Hi-ho, hi-ho, it's off to court we go...

The other day I found myself trying to explain Cockney Rhyming Slang to an American who had never even heard of the concept before. It is a complicated business to throw light on why anyone would say something like: "Hello me old china. Fancy a pig? I could use a rabbit" and hope to be taken seriously.

But those who were born within the sound of the bells of St Mary-le-Bow on Cheapside in London have always had an interesting view of language and I have even heard that racing drivers have now entered the Cockney vocabulary. Apparently if you go down the East End you might even hear someone say: "Ere, I have got to Nigel Mansell (cancel) my subscription because it costs an Ayrton Senna (tenner, 10) a month."

I guess in the fullness of time Michael Schumacher will probably enter Cockney too.

"Give her a Michael!" they will say. Smack her (rhymes with Schumacher). Who knows?

_ _ _ _ _ _ _

What is required: Pick up the piece on Cockney rhyming slang after its last sentence and carry it forward.

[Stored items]
_ _ _ _ _ _ _

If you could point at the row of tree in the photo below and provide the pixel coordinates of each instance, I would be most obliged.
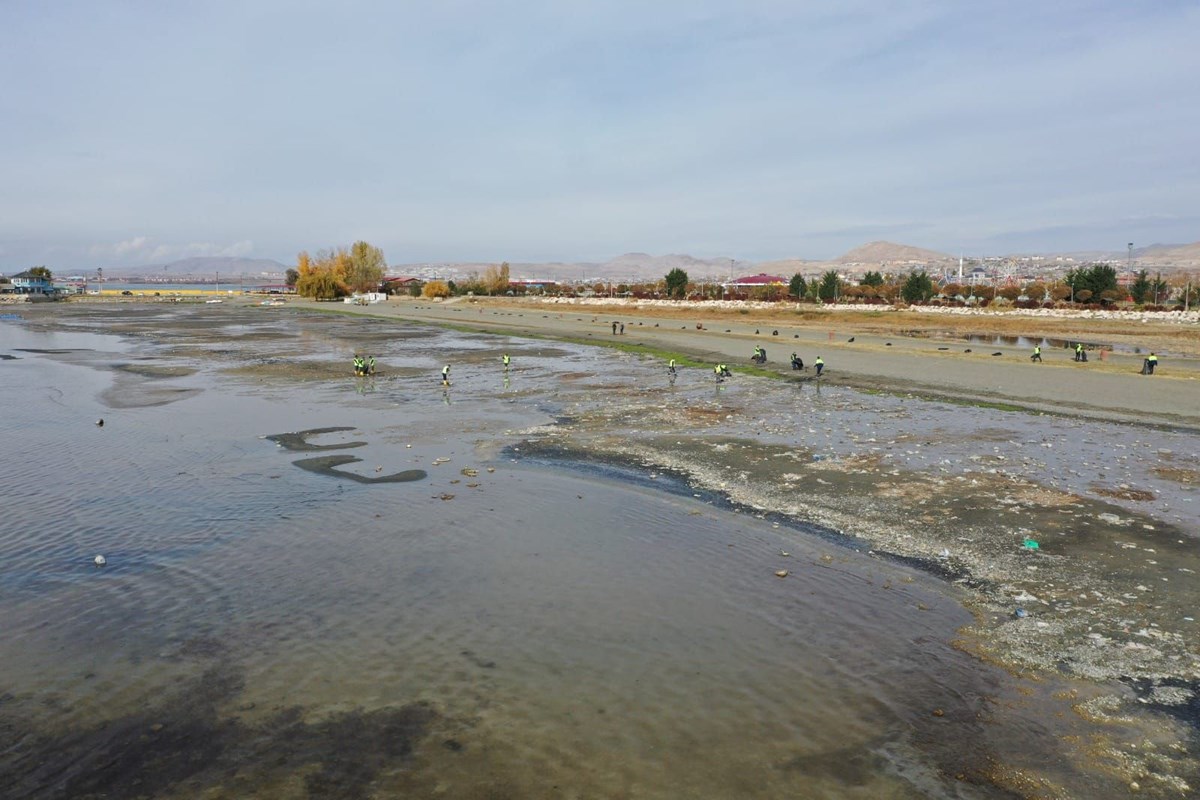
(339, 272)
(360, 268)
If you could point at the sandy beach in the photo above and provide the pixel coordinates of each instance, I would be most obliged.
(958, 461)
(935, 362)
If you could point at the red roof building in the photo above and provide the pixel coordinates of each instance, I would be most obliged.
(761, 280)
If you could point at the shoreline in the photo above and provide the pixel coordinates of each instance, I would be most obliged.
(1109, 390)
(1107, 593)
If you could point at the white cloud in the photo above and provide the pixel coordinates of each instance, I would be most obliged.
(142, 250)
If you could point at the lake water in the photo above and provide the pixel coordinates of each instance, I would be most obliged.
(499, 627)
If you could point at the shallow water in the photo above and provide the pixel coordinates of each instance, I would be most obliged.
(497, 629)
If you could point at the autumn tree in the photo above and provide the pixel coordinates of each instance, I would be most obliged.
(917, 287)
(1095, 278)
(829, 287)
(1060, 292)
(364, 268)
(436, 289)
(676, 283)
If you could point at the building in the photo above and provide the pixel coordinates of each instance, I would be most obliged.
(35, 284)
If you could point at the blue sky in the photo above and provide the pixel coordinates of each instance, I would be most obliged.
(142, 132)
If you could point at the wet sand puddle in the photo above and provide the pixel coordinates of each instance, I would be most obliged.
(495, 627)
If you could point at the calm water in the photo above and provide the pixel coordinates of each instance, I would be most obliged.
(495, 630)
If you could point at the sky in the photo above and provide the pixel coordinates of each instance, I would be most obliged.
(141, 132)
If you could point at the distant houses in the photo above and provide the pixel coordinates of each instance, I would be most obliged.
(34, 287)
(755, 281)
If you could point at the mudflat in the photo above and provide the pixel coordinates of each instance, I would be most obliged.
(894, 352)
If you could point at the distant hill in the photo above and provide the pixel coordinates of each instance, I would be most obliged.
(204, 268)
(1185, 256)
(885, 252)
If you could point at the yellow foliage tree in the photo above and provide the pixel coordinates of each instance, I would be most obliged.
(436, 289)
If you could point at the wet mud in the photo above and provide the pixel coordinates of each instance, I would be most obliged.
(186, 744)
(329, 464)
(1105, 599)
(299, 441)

_ _ _ _ _ _ _

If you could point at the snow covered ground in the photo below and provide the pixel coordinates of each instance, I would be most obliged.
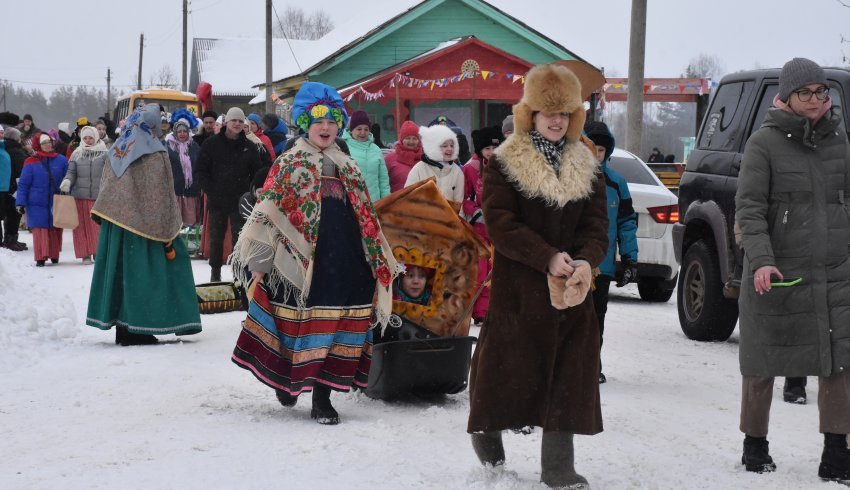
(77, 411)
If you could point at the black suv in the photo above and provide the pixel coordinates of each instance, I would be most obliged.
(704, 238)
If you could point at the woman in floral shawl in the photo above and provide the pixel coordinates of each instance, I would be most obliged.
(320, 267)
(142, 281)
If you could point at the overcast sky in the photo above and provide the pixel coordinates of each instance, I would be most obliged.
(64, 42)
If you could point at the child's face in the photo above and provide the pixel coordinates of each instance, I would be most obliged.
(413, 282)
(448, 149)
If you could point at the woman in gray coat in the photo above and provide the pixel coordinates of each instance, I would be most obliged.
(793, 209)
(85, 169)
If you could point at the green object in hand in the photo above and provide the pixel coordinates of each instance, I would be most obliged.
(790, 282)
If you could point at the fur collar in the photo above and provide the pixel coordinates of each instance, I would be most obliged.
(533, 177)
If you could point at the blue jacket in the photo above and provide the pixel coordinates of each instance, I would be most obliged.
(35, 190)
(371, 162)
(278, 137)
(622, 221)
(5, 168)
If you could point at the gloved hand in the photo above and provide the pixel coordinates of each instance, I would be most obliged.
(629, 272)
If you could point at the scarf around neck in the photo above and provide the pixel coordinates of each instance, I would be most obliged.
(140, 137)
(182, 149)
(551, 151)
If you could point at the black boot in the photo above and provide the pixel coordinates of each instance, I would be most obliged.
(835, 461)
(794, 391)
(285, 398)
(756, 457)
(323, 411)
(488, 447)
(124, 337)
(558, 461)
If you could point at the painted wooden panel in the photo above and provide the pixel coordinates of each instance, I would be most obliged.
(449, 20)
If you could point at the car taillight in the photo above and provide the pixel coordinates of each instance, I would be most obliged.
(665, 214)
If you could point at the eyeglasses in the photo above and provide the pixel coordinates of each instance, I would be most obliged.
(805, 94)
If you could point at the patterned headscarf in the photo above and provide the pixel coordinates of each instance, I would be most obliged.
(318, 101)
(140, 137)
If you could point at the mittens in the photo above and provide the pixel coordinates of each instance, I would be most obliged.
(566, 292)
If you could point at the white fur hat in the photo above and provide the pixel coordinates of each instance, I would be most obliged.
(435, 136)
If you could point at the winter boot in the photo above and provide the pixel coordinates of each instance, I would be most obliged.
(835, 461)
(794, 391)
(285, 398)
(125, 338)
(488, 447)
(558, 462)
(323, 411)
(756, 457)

_ _ _ _ _ _ _

Exercise output:
As regular readers of this will know, I love languages and not only do my bookshelves house such classics as the British-American Dictionary but also tomes full of Pidgin English, Esperanto and (of course) The Dictionary of Tebele and Shuna Languages.

One of the things that I love most about travelling is to see the attempts that are made by stubborn locals to write English instructions when the only sensible thing to do would be to ask an English person. And hence we end up sniggering over instructions in a Japanese hotel that we should "take advantage of the chambermaid" or make sure that we do not "hang from the windows".

The other day a pal of mine sent me a whole list of such daft attempts which such as the sign in a Bangkok dry cleaner which exhorted potential clients to "drop your trousers for the best results". Interesting.

"The flattening of underwear with pleasure is the job of the chambermaid," a Yugoslav hotel declared while in Paris one hotel suggested that guests should "leave your values at the front desk."

And so on and so forth...

We all interpret thing differently and I suppose that was the subject on Tuesday morning when I set off down the Champs Elysees to sit in on the Ralf Schumacher hearing of the FIA International Court of Appeal.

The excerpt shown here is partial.